■ Assigned task 1 ■
According to the financial statement notes below, what did the Board of Directors change the Corporation's name to on May 26th, 2021?
■ Assigned task 2 ■
Proceed with the financial statement notes below, writing on from their final sentence.

■ Document section ■
▶

Management is actively monitoring the impact of the global situation on its financial condition, liquidity, operations, suppliers, industry, and workforce. The Company cannot estimate the length or gravity of the impact of the COVID-19 outbreak at this time. If the pandemic continues, it may have a material effect on the Company’s results of future operations, financial position, and liquidity in the next 12 months.

 

 

 

 

  32  

 

 

On March 27, 2020, the “Coronavirus Aid, Relief, and Economic Security (CARES) Act.” was signed into law. The CARES Act, among other things, includes provisions relating to refundable payroll tax credits, deferment of employer side social security payments, net operating loss carryback periods, alternative minimum tax credit refunds, modifications to the net interest deduction limitations, increased limitations on qualified charitable contributions, and technical corrections to tax depreciation methods for qualified improvement property. It also appropriated funds for the SBA Paycheck Protection Program loans that are forgivable in certain situations to promote continued employment, as well as Economic Injury Disaster Loans to provide liquidity to small businesses harmed by COVID-19.

 

The Company continues to examine the impact that the CARES Act may have on our business. Currently, management is unable to determine the total impact that the CARES Act will have on our financial condition, results of operations, or liquidity.

 

NOTE 7 – SUBSEQUENT EVENTS

 

On February 11th, 2021, the company increased their Authorized share count to 3 Billion shares to accommodate for the issuance of the post-split amounts.

 

During the first quarter of 2021, the Company issued 2,250,000,000 common shares to acquire the assets and liabilities of RCK Development LLC (“RCK”) in a merger agreement. Additionally, the Company issued 125,000,000 common shares to settle 100% of the outstanding debt of the prior Director.

 

On May 26th, 2021, the Board of Directors of the Company adopted an Amendment to its Articles changing the name of the Corporation to Community Redevelopment Corp., the Company additionally Amended its Articles to effectuate a 100:1 Reverse Stock Split; and on August 3rd, 2021, FINRA gave final approval for these corporate actions, which become effective August 4th, 2021.

◀

■ Input data ■
▶

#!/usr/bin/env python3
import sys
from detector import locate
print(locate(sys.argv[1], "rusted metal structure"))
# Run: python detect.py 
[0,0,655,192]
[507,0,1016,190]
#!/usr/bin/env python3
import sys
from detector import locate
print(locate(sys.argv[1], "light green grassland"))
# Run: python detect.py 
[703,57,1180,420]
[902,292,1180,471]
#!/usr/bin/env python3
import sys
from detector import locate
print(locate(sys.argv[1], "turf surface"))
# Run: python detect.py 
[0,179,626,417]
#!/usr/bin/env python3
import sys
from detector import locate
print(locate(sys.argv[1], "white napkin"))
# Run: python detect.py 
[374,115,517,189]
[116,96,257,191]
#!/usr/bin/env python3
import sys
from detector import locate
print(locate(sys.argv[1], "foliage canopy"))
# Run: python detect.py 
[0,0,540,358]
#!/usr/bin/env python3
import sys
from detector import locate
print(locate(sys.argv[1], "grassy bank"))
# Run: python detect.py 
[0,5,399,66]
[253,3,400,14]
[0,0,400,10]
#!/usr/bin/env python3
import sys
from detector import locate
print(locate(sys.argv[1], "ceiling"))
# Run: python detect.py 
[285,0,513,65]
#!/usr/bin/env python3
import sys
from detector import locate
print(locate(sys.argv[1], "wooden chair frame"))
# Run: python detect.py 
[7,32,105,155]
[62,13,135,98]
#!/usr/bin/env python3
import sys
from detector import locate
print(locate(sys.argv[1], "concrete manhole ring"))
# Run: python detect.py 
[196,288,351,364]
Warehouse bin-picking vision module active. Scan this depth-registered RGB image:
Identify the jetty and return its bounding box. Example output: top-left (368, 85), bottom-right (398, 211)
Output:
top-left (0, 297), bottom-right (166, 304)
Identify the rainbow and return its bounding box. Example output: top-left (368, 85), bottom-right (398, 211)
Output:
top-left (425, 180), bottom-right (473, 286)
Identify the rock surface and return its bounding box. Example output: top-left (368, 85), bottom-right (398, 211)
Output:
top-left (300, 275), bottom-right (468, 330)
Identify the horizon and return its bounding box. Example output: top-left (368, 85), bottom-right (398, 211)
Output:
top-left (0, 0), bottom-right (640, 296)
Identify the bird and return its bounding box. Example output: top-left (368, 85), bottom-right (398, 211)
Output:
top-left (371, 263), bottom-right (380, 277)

◀

■ Expected output 1 ■
Community Redevelopment Corp.

■ Expected output 2 ■
 

SENIOR SECURED CONVERTIBLE PROMISSORY NOTE

 

On April 8, 2021, Community Redevelopment as “Crosswind Renewable Energy Corp.” executed a Senior Secured Convertible Promissory Note of Five Hundred Fifty-Five Thousand Five Hundred Fifty-Five Dollars and Fifty-Six Cents ($555,555.56) with Leonite Capital, LLC., a Delaware limited liability company. The Note is for one year, secured, bears 10% interest and prior to the maturity date of the Note, the Company at its option has the right to redeem in cash any amounts outstanding. Should the Fund wish to convert this debt into equity, the conversion price shall be sixty-five percent of the lowest Intraday price during the previous 21 days. Pursuant to the Agreements, the Company has earmarked the net proceeds for immediate cash infusion for normative working capital purposes and capital expenditures. Leonite Capital has agreed that neither it nor any of its affiliates shall engage in any short-selling or hedging of the Company’s Common Stock during any time. Additional funds may be secured by the Company as needed on an ongoing basis for expenses until it can be financially self-sufficient.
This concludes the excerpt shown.